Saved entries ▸
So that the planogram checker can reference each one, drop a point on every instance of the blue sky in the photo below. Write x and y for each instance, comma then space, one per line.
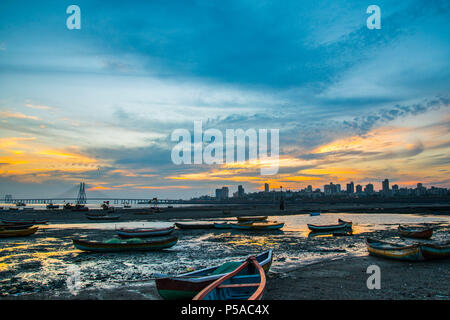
99, 104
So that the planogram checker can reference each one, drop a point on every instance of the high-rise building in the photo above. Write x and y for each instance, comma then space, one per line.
385, 186
218, 194
241, 191
369, 188
225, 192
350, 187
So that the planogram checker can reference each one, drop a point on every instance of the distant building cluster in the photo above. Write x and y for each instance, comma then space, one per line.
330, 190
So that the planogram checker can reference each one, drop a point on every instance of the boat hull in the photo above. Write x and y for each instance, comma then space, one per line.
222, 225
187, 285
250, 218
337, 227
253, 226
17, 232
392, 251
247, 282
144, 233
23, 222
194, 225
102, 217
119, 247
417, 234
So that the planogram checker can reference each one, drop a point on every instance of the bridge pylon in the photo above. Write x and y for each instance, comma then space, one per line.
81, 199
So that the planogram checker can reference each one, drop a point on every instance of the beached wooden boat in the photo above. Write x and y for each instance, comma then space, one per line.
251, 218
187, 285
349, 223
102, 217
393, 250
330, 227
144, 232
419, 233
51, 206
438, 250
79, 207
223, 225
13, 226
7, 233
194, 225
258, 225
25, 221
246, 282
115, 245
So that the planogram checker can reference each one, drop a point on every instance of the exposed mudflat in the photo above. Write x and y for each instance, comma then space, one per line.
42, 265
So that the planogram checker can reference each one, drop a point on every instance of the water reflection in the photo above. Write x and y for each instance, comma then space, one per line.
40, 262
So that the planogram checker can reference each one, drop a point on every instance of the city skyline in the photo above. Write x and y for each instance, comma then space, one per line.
99, 104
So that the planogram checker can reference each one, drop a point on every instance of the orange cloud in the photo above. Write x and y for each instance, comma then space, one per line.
16, 115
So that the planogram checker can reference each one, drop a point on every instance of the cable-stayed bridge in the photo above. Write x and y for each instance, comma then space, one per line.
71, 195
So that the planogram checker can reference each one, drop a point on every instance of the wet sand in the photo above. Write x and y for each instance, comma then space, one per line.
303, 267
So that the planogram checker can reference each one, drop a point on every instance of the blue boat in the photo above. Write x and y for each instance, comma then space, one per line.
224, 225
246, 282
272, 225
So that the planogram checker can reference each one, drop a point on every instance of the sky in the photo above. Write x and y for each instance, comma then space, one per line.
99, 104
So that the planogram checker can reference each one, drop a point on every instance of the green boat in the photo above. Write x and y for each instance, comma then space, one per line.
117, 245
188, 285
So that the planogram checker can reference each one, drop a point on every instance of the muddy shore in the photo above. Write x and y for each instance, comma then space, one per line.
337, 270
226, 211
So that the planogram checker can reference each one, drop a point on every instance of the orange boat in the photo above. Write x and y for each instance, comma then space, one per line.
254, 218
247, 282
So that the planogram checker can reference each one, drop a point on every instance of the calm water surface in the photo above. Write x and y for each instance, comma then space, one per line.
41, 262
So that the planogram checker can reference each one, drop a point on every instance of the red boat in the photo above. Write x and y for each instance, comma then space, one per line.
23, 222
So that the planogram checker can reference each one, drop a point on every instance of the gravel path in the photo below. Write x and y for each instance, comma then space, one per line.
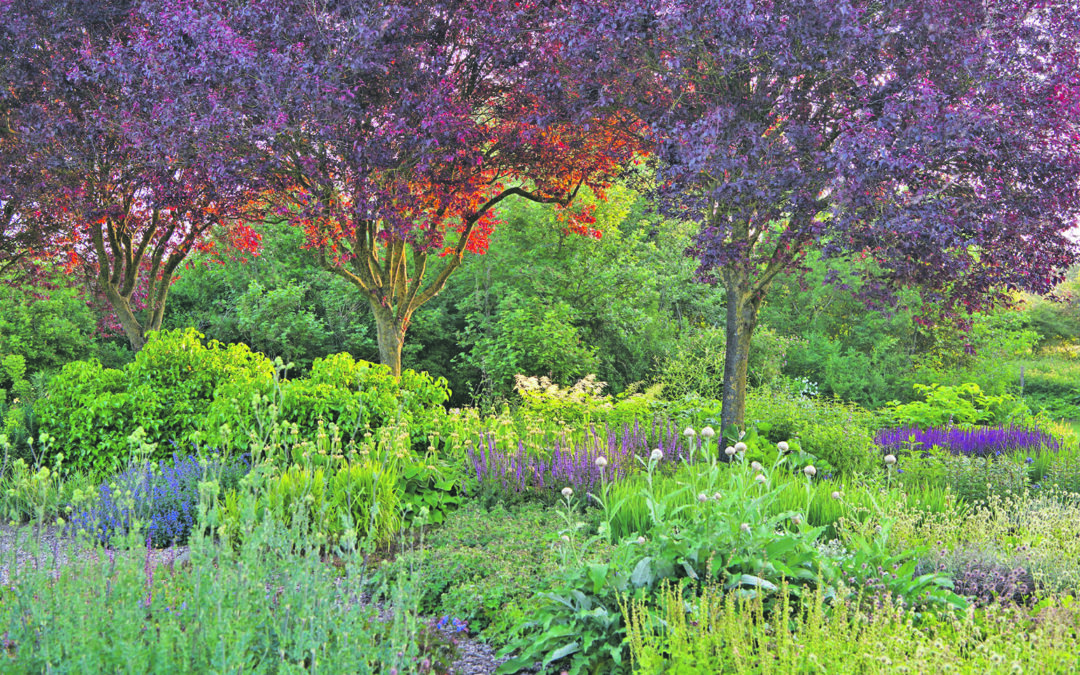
24, 548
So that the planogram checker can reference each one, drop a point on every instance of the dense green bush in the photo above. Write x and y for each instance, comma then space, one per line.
963, 404
842, 434
89, 415
180, 390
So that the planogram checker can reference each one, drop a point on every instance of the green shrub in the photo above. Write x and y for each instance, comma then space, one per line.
963, 404
174, 379
355, 501
841, 434
89, 415
179, 390
485, 566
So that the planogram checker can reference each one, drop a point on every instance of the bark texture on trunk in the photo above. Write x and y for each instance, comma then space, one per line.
391, 337
743, 306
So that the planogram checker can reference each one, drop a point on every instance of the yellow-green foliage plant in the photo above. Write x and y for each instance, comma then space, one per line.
720, 632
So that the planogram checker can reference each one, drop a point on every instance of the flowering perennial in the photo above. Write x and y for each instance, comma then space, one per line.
977, 442
577, 463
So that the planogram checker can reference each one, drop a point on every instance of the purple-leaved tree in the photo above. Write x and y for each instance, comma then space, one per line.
941, 138
388, 131
89, 175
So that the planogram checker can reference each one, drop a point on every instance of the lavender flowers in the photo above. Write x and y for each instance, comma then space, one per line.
164, 500
979, 442
574, 463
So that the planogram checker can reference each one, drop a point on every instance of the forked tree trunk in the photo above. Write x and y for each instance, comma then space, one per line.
391, 337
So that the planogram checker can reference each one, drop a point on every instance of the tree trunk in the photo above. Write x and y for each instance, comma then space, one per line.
129, 322
741, 321
391, 336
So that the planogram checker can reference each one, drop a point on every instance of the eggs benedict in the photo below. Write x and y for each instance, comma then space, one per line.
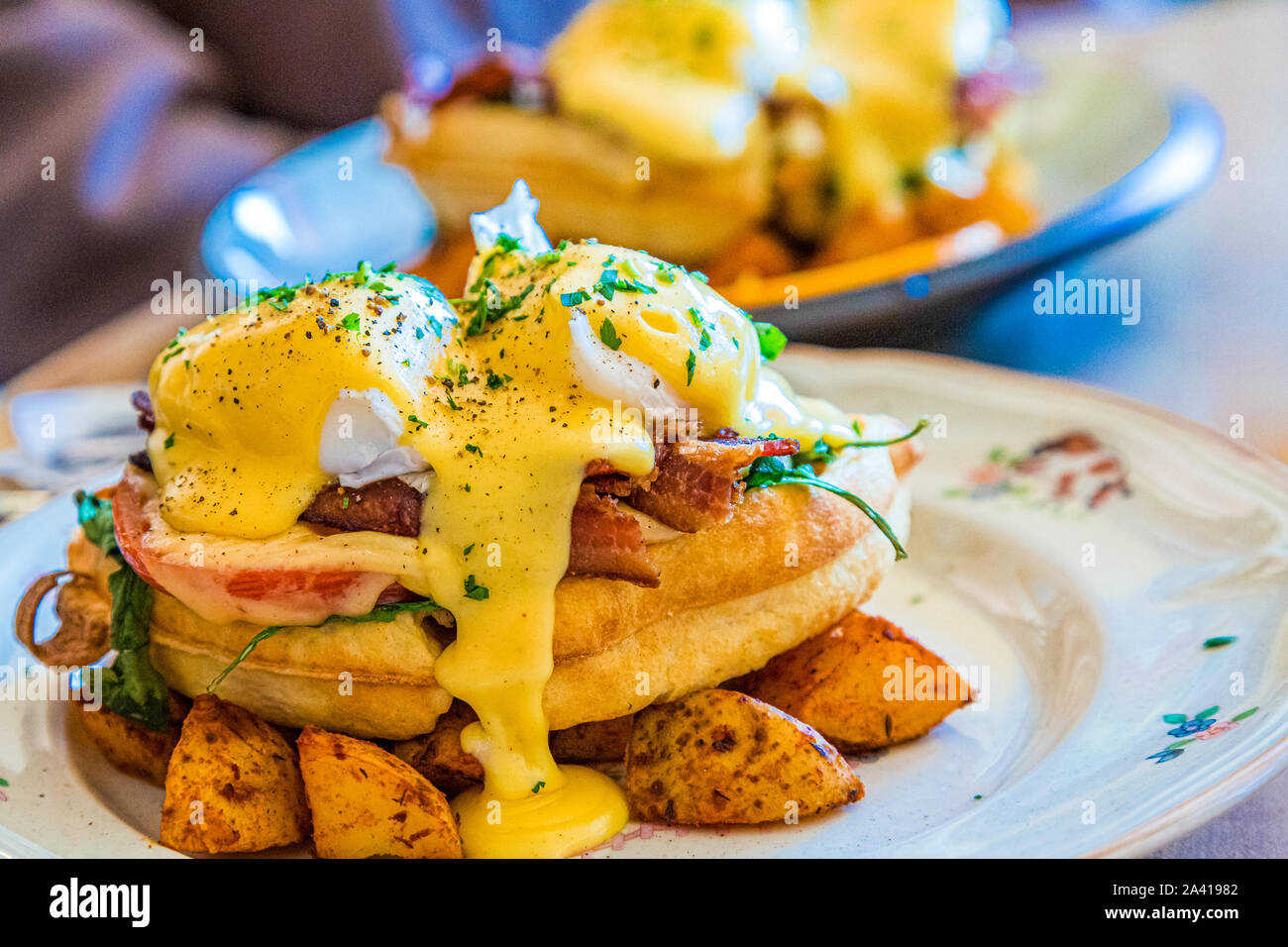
567, 493
814, 132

Assigned task ▸ Return the records above exactly, without the pictures.

Result below ▸
So that the planogram checker can reference each one, drop a point on every instance of the blue sky in the photo below. Write x and y for each instance, comma then space, one per line.
99, 104
So that the planogram checker can reference each one, drop a point on every instance of the high-rise building in the photo above. Write x and y for each instance, comma then space, one per line.
385, 186
218, 194
241, 191
369, 188
225, 192
350, 187
So that the planogram checker can reference each one, drop a point on every instance of the distant building cluster in the photo above. Write x and y for each instance, comma then space, one per line.
330, 190
So that the planogram checker can reference each one, drop a point on every instance of the boat hull in the photo above. Write x and y for each instance, comma then space, one per line.
222, 225
187, 285
250, 218
337, 227
253, 226
17, 232
392, 251
247, 282
144, 233
23, 222
194, 225
102, 217
119, 247
417, 234
So that the planogram checker can reference each one, drop a point on every instance of the bridge pylon in the photo above. Write x and y for each instance, comma then space, one per line.
81, 199
So that the planogram checker can reference each one, drop a point on every instance of the beached wooden boat in the photo above. Write x and y for each instance, comma then space, one per line.
251, 218
187, 285
349, 223
102, 217
393, 250
330, 227
144, 232
419, 233
51, 206
438, 250
79, 207
223, 225
13, 226
7, 233
194, 225
258, 225
25, 221
246, 282
115, 245
So that the planogram checker can reference each one, drop a point on every instance of the exposed mudflat in the photo above. Write x and y for each instance, comma then space, one per line.
42, 265
So that the planogram checker can reference each one, drop a point on every instance of the water reflection in the photo above. Write x and y for each instance, comma then space, one per line.
40, 262
So that the planogram checker can reference each one, drop a point on every instance of the city skyline in the photo above. Write x and y for each instance, comma then space, one per line.
99, 104
So that the planogram checker can reference each one, drop a point on every instance of the orange cloud in the photo above. Write x and y for each instance, comma then space, one per line.
16, 115
So that the planogram checker can reference each one, drop a point on every instance of the cable-stayed bridge in the photo above. Write x and y for each instance, comma then space, one per line.
71, 195
So that the planogram checker can reference each one, drop a point on every instance of the wet sand in the photo above. Write x and y for each instance, comma then space, one per line.
303, 267
So that the planogram checker can reference each one, drop a point on every instance of the blue boat in the photo above. Write x and y for each instance, comma then space, one per line.
224, 225
246, 282
272, 225
So that the planogram checker can reference each one, drop a point on every instance of the sky in the photo above. Write x and y for each instance, comma then space, one per line.
99, 104
So that the planogram checker can reference each one, drop a point on every instance of the green boat in the photo above. Write x and y for each instance, comma then space, one per line.
117, 245
188, 285
So that the planogram checker can reference each one, drop a point on every instance of the muddy shore in the photo above. Write x and y for each instance, comma then space, one per line.
337, 270
226, 211
So that the planogram checker can reference each one, drop a point on every instance of the orange boat in the photo above. Write x and y for each instance, comma then space, one per line.
254, 218
247, 282
So that the planogram checker can reference each one, drop a point on every instance of the calm water surface in the photo above. Write x and y for each instance, comma then space, one per line.
41, 262
So that the planogram checker can reference each one, drop a point on every instance of the red boat in the photo above. Write x and y for each instance, comma then space, one per line.
23, 222
So that the planogram checker can reference each one, drop a point on every instance of the gravel path in the photo below. Write x and y for each instance, comma then space, one per line.
24, 548
So that the planogram checker can reference each one, drop a point on every instance of the dense green bush in the photo above. Write x and y for each instance, comma then space, one per line.
963, 404
842, 434
89, 415
180, 390
So that the planogram checker can reference each one, drop a point on every instance of the green shrub in the photo above. Write x and y for each instance, comma then space, one per line.
963, 404
174, 379
355, 501
841, 434
89, 415
179, 390
485, 566
So that the planogram checker can reference each one, drop a point on every instance of the bark texture on trunk in the photo above. Write x and y for each instance, comma then space, one per line.
391, 337
743, 306
So that the planogram checker can reference each one, drop a point on every instance of the yellow-green foliage plant in the photo above. Write x and y for each instance, comma then space, one per line.
720, 632
So that the planogram checker can reference each one, drop a point on every instance of the flowering perennial in the photo above. Write x and y for each instance, comma then space, one per line.
977, 442
577, 463
So that the planogram checker can reference each one, drop a point on every instance of the purple-leaved tree in the photo above. Write x and y for each instance, comma then space, one per line.
941, 138
388, 131
89, 175
So that the planogram checker can reference each one, drop a point on every instance of the lavender flowers in the photo above. Write x and y for each instance, comma then space, one per line.
164, 500
979, 442
574, 463
So that the planogram checker can reference each one, drop a point on every instance of the forked tree trunk in the photo above. Write x and y for each instance, comma then space, one per line.
391, 337
So that the planogram checker can reference each one, drop a point on every instance of the tree trunk in the photo above. Write x and y for each instance, comma then space, one per line.
129, 322
741, 321
391, 336
So that the planogram checker can reference each one, drop a point on every instance of the eggs benedict in the photo below. Write x and y for each instance, comma then space, one per line.
567, 493
814, 132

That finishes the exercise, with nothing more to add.